Part 1The night every box was green and the system was down
That night we were migrating the federation layer of our home agent fleet from an old runtime to a faster one. Big enough a job that we handed it to an agent, with a brief we believed was clear: “capture real output proving the old client talks to the new server”.
The report that came back was beautiful. The agent hit two endpoints, got 200 from both, attached every line of real output, and concluded: interop proven.
Then we ran the real client ourselves before trusting the report, and the picture flipped. The actual client, the one cron fires every 10 minutes, opens its conversation through a different endpoint, one the new server did not implement yet. To the rest of the fleet, the new node was simply dead, while the report said green. We rolled back within a minute. Then we got to read a second report, “COMPLETE, not rolled back”, which arrived after the rollback had already happened.
Here is the point: the agent never lied. The endpoints it tested really returned 200. Every piece of evidence was real. It just chose the meaning of “prove” it could satisfy most easily, because it had no way of knowing what production actually calls. Exactly one person knows that: the one writing the brief.

- **Entries provided**:
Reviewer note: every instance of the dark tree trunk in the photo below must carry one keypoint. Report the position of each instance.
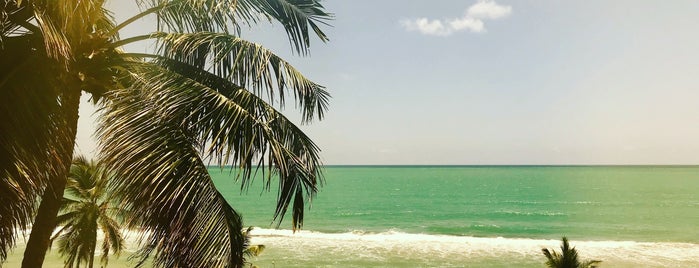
(45, 221)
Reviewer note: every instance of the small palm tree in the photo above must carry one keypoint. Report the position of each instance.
(86, 208)
(568, 258)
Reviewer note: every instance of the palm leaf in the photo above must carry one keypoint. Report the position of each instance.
(239, 128)
(166, 185)
(246, 64)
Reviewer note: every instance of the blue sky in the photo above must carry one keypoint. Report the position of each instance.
(499, 82)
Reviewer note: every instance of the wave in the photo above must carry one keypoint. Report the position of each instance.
(360, 244)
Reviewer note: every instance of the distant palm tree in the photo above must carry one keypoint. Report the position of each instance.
(87, 207)
(204, 96)
(568, 258)
(251, 250)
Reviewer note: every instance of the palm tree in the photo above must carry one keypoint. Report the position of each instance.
(568, 258)
(87, 207)
(251, 250)
(204, 96)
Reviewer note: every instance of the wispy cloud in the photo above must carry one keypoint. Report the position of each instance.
(471, 21)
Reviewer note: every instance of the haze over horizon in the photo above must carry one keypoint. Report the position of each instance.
(497, 82)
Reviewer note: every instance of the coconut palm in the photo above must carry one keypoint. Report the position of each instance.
(205, 95)
(251, 251)
(568, 258)
(87, 208)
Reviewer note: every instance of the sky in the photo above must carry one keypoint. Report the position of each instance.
(495, 82)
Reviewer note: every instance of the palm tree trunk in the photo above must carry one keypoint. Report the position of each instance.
(45, 221)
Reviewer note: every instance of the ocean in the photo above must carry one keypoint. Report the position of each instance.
(478, 216)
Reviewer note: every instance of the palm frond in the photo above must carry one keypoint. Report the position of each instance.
(246, 64)
(296, 16)
(235, 126)
(160, 178)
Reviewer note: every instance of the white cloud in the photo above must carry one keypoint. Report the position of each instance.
(472, 20)
(426, 26)
(467, 23)
(488, 10)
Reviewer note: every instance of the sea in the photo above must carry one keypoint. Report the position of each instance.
(476, 216)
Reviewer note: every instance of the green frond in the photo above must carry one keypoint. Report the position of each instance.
(160, 177)
(84, 213)
(246, 64)
(189, 16)
(568, 258)
(296, 16)
(235, 126)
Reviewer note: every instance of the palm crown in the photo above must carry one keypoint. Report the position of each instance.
(87, 208)
(203, 96)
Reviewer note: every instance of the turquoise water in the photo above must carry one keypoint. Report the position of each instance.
(478, 216)
(432, 216)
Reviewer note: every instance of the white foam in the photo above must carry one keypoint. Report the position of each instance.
(358, 244)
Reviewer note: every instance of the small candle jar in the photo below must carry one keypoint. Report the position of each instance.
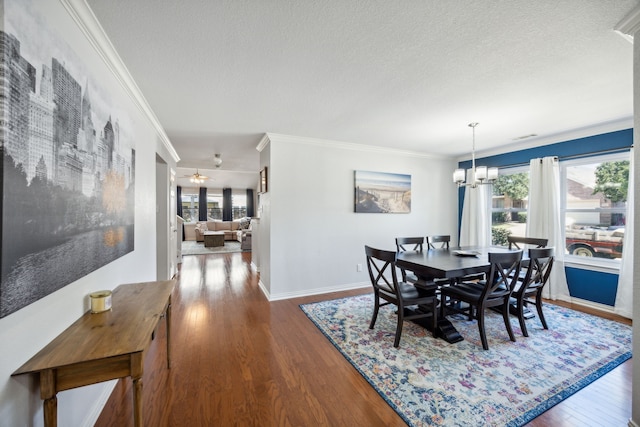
(100, 301)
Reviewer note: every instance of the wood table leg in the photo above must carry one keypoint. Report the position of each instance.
(136, 376)
(168, 325)
(48, 394)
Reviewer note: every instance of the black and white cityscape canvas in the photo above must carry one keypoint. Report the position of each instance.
(68, 162)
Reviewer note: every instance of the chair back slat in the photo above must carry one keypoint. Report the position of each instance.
(403, 244)
(516, 241)
(503, 276)
(382, 269)
(443, 240)
(540, 264)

- **Work instructions**:
**1)** Answer these questions about the migration account:
(a) How many endpoints did the agent hit, and what status code came back from them?
(b) How often does cron fire the actual client?
(c) How soon after the problem appeared was the rollback done?
**2)** Continue the migration account from its last sentence.
The material is unrelated to the migration account.

- **Results in order**:
**1)**
(a) Two endpoints, and both returned 200.
(b) Every 10 minutes.
(c) Within a minute.

**2)**
Part 2Adjectives are loopholes, not instructions
Count how often your briefs to an AI contain these words: prove it, verify it, confirm it works. They all sound like commands. In practice they behave like adjectives, leaving a wide-open space of interpretations, and the agent will always pick the interpretation that passes most easily. Not because it cheats. Because among all possible meanings, it cannot see which one is the real one for your system.
Closing that gap takes one line. Write acceptance as a command plus the output you must see.
Acceptance:<command>→<expected output>
The real one from that night:peers probe-all→ must return1/1 ok
That line changes the question from “does the agent think it proved it” to “does this command produce this output”. The interpretation space collapses. It also disciplines the brief writer: if you cannot write that line yet, you do not actually know what “done” looks like, and that is a signal to stop before delegating, not after the rollback.
The other thing that night taught us: an agent's report is a snapshot at the moment of writing, not the truth at the moment of reading. That “COMPLETE, not rolled back” report was written before our rollback and delivered after it. Trust the report and you now believe the system is in a state it has already left. Before closing any delegated task, reconcile against ground truth you ran yourself, last.
Part 3A rule nobody checks is not a rule yet
Once you have the lesson, you want the whole fleet to follow it. This is where we hit the second discovery: having a rule and enforcing a rule are different jobs. We went three layers deep.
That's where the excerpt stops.